TASK DESCRIPTION
Beginning with the first line, please repeat the entries exactly and end on the line that contains "Target: ground surface".
DATA TO EXAMINE section start
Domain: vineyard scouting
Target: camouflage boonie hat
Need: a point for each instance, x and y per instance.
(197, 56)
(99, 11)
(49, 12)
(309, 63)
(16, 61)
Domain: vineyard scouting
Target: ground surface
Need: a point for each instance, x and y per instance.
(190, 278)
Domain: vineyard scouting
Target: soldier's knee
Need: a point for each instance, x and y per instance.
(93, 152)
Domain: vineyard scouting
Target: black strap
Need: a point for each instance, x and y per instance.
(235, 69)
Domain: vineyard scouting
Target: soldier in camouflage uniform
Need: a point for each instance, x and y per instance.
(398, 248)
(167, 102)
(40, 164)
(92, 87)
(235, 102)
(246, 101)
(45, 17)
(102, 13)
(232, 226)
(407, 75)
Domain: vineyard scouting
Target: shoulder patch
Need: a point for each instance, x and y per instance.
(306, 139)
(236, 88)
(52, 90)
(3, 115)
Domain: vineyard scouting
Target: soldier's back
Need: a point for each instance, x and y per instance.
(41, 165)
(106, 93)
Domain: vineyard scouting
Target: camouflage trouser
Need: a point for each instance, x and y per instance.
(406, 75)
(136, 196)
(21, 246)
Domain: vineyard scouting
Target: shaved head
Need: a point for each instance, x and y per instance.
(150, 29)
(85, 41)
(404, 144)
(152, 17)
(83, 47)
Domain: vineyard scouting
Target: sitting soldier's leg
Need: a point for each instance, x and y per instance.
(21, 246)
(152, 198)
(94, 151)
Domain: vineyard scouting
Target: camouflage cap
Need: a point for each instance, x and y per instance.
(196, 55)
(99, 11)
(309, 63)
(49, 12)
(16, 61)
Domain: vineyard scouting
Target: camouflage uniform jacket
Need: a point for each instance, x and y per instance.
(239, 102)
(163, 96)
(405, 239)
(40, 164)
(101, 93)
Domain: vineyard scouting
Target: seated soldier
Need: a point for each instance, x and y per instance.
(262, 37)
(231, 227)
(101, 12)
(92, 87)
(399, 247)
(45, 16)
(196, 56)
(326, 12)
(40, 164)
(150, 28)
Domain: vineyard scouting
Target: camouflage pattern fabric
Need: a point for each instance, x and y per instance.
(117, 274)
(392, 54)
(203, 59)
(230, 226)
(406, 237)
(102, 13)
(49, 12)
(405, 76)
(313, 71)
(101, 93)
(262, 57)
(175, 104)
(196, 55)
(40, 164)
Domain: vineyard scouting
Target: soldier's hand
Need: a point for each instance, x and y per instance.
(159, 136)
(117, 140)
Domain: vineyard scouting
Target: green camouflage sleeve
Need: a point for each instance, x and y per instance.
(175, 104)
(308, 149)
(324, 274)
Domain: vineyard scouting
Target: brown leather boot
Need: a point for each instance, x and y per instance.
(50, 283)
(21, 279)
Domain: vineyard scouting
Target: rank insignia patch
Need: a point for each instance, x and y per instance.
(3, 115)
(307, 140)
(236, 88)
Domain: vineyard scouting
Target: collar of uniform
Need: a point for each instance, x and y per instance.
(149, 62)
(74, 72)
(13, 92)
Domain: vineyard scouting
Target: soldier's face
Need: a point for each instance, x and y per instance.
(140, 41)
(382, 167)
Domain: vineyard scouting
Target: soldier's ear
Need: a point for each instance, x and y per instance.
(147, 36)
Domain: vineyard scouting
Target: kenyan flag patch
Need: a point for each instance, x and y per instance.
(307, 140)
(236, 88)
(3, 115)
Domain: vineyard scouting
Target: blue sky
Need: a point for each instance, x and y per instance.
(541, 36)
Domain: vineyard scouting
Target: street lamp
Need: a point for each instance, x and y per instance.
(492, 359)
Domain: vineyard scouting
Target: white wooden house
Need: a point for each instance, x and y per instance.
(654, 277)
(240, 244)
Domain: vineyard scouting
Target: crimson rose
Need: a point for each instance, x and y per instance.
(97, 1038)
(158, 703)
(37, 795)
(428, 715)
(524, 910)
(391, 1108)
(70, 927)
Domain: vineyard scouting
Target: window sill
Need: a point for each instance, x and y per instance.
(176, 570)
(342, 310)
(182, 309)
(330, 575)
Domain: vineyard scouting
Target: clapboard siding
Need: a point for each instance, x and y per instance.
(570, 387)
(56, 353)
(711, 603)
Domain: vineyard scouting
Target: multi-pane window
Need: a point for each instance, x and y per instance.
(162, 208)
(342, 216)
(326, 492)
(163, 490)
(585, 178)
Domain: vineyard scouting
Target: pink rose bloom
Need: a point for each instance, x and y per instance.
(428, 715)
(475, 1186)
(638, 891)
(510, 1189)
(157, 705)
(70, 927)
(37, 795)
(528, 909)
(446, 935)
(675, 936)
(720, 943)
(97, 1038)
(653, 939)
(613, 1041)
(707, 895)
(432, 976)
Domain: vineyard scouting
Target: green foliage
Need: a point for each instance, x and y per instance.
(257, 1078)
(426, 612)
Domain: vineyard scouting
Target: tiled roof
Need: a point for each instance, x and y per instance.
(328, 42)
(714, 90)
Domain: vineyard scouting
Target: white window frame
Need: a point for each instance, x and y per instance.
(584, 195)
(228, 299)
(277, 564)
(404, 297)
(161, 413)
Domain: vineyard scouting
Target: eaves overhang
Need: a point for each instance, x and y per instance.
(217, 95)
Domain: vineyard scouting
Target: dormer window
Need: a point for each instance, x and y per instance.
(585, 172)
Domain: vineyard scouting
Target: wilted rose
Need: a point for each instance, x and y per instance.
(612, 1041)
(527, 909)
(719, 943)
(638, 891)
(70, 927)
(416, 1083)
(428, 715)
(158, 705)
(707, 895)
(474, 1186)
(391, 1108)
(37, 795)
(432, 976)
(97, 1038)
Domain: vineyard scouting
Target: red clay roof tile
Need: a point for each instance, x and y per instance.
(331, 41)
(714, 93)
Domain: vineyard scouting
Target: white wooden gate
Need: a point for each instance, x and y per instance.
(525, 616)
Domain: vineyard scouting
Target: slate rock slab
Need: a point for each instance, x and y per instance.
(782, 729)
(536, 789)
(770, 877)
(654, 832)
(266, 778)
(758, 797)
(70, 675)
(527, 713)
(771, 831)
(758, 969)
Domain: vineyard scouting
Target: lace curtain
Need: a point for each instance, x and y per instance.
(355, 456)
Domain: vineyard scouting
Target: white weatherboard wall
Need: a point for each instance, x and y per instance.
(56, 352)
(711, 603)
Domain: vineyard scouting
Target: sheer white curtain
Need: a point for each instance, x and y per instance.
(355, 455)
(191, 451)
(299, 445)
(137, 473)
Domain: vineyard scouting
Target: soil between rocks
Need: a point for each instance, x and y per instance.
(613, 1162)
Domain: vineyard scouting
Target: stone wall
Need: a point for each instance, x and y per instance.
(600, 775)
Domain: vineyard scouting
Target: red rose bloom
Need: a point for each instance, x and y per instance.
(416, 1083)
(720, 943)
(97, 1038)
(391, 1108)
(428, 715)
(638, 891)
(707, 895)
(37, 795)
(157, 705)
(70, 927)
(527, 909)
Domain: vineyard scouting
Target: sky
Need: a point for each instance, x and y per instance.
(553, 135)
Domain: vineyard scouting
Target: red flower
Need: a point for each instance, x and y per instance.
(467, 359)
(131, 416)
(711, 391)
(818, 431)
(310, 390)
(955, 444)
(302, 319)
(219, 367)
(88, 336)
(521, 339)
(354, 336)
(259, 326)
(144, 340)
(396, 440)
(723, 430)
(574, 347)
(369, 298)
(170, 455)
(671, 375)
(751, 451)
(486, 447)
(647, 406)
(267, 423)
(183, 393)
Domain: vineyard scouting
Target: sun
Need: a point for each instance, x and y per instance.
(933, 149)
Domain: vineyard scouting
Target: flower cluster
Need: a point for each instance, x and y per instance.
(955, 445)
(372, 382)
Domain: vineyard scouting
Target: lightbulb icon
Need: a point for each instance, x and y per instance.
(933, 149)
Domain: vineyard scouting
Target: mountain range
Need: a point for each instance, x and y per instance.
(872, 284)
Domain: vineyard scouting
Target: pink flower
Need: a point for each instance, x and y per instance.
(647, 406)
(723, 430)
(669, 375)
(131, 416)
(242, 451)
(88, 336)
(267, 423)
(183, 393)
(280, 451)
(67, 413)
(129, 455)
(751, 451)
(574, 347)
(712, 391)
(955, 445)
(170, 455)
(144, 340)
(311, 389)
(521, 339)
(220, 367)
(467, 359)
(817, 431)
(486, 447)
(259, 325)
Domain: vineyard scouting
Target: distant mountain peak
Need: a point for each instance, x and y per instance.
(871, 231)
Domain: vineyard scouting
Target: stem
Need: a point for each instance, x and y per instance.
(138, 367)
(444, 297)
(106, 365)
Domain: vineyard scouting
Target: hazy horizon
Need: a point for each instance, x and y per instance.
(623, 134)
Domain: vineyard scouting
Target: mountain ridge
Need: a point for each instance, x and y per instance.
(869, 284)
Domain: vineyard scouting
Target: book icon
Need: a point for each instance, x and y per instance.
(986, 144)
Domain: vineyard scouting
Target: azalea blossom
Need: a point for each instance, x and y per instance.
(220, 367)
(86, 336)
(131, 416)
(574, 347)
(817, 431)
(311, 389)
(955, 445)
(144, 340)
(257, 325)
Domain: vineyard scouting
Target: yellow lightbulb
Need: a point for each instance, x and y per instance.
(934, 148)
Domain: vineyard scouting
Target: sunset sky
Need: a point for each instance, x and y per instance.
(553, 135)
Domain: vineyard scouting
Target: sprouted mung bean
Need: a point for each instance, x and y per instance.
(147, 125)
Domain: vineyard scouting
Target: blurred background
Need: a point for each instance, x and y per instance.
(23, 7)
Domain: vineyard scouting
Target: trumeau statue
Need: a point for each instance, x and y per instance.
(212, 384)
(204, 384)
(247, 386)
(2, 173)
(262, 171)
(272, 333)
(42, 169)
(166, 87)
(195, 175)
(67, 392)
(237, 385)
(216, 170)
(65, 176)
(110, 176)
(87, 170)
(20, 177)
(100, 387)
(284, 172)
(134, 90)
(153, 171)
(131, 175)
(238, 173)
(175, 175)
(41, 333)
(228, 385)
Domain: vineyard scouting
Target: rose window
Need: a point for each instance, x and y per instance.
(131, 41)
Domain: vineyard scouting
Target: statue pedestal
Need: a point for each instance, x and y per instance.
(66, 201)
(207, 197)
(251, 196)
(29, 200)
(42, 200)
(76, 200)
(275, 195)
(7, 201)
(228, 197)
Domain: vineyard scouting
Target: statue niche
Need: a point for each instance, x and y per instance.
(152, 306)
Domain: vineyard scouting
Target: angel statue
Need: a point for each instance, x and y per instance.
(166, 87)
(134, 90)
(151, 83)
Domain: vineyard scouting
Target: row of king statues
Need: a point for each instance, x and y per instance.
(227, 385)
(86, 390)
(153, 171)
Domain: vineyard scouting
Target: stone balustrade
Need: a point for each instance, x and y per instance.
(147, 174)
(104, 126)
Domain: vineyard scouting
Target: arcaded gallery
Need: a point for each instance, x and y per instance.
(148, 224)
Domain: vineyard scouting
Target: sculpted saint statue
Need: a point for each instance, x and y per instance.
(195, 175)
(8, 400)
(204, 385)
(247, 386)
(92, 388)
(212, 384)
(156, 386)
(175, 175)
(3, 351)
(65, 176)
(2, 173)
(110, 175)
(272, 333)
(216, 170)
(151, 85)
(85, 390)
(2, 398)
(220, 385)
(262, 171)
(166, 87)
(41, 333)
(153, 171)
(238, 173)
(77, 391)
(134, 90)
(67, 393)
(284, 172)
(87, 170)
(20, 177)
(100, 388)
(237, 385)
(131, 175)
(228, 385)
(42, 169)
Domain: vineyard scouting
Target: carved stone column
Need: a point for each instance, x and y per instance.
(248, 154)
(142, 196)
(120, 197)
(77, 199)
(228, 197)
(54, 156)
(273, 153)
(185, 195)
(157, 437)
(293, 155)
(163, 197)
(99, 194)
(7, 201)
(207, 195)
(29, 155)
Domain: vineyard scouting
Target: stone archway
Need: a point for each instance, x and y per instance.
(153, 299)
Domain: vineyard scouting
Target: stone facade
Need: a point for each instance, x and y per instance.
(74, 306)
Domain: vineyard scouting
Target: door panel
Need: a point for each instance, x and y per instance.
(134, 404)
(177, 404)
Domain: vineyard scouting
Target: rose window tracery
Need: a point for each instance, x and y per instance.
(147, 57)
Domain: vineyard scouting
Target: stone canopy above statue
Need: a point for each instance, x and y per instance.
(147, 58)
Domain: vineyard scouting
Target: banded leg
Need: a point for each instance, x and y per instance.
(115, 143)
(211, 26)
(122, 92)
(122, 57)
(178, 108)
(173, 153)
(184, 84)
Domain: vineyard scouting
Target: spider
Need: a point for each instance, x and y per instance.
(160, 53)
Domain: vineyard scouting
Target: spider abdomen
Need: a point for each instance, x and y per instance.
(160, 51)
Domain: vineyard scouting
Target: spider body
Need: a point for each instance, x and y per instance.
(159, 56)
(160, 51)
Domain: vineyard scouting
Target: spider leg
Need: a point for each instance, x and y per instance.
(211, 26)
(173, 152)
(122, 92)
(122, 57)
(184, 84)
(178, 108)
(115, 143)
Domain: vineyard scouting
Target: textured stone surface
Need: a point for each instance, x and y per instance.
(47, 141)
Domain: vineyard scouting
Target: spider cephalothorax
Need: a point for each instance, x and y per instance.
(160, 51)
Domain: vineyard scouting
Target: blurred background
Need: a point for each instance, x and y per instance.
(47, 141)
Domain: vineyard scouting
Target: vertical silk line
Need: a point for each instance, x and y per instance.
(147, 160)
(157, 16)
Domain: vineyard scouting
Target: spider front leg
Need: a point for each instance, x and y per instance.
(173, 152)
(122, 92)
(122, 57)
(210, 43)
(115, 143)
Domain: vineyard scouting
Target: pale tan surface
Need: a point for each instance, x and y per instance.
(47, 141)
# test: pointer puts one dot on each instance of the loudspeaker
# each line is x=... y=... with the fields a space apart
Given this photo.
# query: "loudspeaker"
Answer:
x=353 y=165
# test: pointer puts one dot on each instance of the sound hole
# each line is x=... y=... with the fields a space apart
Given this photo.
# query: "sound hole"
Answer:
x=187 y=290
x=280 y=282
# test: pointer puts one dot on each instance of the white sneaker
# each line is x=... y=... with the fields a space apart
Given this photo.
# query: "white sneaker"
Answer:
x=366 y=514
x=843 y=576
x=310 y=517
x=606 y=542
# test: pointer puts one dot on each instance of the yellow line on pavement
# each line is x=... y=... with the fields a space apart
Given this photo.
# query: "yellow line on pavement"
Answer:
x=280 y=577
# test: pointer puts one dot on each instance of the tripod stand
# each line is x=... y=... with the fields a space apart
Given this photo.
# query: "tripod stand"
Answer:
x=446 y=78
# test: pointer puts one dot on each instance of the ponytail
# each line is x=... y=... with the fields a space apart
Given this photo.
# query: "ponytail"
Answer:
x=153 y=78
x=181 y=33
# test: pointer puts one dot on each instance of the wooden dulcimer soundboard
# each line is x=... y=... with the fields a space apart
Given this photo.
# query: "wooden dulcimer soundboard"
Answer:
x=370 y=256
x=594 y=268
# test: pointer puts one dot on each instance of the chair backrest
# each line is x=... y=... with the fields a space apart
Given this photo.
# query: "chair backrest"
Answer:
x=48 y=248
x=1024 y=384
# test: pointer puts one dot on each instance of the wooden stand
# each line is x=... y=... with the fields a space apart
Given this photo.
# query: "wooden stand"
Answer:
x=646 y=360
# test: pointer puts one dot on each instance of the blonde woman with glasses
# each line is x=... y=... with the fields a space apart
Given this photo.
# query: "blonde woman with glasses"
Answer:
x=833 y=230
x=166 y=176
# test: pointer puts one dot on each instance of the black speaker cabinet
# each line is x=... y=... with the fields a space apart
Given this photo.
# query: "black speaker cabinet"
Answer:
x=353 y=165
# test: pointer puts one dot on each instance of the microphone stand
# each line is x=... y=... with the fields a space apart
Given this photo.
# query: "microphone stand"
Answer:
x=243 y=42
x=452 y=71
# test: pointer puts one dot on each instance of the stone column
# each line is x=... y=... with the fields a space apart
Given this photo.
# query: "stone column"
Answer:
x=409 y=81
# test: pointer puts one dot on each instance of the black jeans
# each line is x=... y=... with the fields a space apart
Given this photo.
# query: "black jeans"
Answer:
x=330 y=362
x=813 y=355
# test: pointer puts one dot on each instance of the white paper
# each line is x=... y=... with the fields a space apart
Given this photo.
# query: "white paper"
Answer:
DATA TO EXAMINE section end
RESULT FOR THIS TASK
Domain: vineyard scouting
Target: camouflage boonie hat
Need: a point for each instance, x and y per instance.
(197, 56)
(99, 11)
(49, 12)
(309, 63)
(16, 61)
Domain: vineyard scouting
Target: ground surface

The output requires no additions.